Hace un mes y medio que venimos a la isla y todavía no había cumplido mi fantasía de sentarme a escribir sola, con la luz verde de la tarde liberándome de todo, del maternaje, el acelere, las ganas hipotéticas, dislocadas. Entro en el estado magnánimo que es escribir. Nadie puede arrebatarme esta felicidad, incluso si me interrumpieran, porque resulta que está ahí, disponible. Es la liviandad, la espesura, la alegría de ser dueña de las oraciones, mi plastilina personal. ¿Qué apuro hay? De la destrucción vino el permiso, ¡quién lo hubiera dicho!

Más sorpresas a la hora de entrar en el tiempo de entregarse: no sabía que en la luz fantástica de la tarde volcándose en diagonal por entre los sauces era posible ver todas estas cositas que flotan, ¿serán insectos, serán plumas vegetales que llueven sin gravedad…? Gracias, astigmatismo, por alentar mi misreading. Gracias, caos, por propiciar el envión.

########

**Tarea a realizar:** Por favor, extrae sin cambios del texto sobre escribir en la isla el fragmento que empieza en "Más sorpresas a" y continúa hasta "propiciar el envión.".

**Datos proporcionados:**
########

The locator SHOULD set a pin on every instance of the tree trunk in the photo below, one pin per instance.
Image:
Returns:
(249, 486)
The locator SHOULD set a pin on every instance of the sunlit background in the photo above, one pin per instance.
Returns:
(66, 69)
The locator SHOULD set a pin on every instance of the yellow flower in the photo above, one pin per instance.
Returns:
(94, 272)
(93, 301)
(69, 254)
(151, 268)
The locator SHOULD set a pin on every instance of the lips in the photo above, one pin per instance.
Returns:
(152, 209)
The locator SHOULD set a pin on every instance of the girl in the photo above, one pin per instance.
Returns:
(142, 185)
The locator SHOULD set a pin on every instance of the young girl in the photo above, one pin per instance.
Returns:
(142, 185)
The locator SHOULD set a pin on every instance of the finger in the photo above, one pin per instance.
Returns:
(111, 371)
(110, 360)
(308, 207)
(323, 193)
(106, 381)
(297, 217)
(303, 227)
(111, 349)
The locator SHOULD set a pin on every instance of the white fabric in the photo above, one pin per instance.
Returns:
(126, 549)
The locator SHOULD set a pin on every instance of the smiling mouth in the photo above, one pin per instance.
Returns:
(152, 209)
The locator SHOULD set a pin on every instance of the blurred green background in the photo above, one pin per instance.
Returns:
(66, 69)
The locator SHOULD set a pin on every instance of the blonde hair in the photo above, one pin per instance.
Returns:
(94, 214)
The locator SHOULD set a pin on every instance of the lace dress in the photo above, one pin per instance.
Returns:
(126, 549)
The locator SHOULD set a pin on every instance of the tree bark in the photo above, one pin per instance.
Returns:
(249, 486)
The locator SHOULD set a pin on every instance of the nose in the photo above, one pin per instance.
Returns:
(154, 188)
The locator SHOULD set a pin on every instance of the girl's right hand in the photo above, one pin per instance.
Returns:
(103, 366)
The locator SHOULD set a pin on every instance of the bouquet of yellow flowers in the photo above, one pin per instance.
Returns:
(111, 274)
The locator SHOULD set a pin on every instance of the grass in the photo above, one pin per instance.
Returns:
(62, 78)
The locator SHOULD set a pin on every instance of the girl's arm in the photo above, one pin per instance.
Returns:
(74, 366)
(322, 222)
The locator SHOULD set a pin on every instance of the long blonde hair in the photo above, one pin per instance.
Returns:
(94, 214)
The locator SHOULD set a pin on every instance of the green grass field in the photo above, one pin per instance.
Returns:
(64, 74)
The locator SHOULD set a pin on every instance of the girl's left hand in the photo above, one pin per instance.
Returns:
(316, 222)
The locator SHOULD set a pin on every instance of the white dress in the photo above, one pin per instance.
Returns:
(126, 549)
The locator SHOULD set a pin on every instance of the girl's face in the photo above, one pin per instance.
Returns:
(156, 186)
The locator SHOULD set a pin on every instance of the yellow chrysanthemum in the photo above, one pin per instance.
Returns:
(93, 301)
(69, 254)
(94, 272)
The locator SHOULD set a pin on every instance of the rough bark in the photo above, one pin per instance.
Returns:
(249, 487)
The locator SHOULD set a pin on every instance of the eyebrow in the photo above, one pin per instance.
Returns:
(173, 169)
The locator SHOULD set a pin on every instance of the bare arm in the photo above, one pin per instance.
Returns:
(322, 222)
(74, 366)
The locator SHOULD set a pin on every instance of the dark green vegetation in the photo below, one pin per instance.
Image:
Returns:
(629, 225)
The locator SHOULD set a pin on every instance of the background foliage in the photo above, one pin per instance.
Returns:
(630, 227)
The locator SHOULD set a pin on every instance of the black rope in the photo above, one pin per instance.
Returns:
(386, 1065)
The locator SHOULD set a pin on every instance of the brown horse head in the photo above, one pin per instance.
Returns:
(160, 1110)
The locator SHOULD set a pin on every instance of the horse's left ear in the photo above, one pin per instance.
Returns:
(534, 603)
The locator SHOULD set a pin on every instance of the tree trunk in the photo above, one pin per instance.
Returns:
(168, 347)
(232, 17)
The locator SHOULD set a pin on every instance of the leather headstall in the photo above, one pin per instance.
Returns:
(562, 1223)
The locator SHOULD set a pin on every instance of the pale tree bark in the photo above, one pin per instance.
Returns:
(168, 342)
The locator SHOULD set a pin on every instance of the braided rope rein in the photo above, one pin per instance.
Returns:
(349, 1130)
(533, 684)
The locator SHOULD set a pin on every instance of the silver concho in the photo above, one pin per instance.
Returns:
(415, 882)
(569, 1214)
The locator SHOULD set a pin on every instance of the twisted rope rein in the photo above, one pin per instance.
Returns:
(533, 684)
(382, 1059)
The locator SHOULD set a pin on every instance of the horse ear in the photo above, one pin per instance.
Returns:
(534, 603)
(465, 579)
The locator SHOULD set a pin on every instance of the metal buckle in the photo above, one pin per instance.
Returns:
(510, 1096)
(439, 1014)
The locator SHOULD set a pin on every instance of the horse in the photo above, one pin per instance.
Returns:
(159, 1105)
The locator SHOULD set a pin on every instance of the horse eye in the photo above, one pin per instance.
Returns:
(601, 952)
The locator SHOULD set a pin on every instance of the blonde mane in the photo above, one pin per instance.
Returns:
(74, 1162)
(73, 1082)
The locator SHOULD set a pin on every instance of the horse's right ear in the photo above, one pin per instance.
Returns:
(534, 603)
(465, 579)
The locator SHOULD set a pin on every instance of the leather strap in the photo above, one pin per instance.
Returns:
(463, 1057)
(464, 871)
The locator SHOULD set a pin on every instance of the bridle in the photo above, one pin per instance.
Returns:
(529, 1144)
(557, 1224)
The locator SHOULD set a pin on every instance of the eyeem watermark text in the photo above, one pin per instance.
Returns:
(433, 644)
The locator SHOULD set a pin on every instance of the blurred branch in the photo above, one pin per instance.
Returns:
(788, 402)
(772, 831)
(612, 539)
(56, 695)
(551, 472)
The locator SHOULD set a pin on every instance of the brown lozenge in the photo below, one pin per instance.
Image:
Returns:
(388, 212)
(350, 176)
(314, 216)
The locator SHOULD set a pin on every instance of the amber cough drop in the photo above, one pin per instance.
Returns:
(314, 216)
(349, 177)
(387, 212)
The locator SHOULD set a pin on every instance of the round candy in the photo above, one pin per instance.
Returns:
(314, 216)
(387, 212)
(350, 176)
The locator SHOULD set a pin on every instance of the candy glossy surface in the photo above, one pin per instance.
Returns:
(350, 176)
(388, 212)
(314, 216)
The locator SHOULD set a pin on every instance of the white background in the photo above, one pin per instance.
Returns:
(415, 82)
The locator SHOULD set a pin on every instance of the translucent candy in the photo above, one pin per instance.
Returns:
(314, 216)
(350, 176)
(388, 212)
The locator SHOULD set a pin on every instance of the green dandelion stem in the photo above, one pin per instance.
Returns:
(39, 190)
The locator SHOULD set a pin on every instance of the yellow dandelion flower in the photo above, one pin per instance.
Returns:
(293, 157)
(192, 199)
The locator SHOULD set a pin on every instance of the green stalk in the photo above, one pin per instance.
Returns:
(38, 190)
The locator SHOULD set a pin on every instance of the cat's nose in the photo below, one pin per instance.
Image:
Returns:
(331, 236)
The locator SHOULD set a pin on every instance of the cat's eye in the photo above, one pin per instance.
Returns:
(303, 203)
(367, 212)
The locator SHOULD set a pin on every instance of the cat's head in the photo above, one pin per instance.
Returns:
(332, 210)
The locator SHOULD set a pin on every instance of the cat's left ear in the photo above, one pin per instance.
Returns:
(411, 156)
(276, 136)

########

**Respuesta a la tarea:**
Más sorpresas a la hora de entrar en el tiempo de entregarse: no sabía que en la luz fantástica de la tarde volcándose en diagonal por entre los sauces era posible ver todas estas cositas que flotan, ¿serán insectos, serán plumas vegetales que llueven sin gravedad…? Gracias, astigmatismo, por alentar mi misreading. Gracias, caos, por propiciar el envión.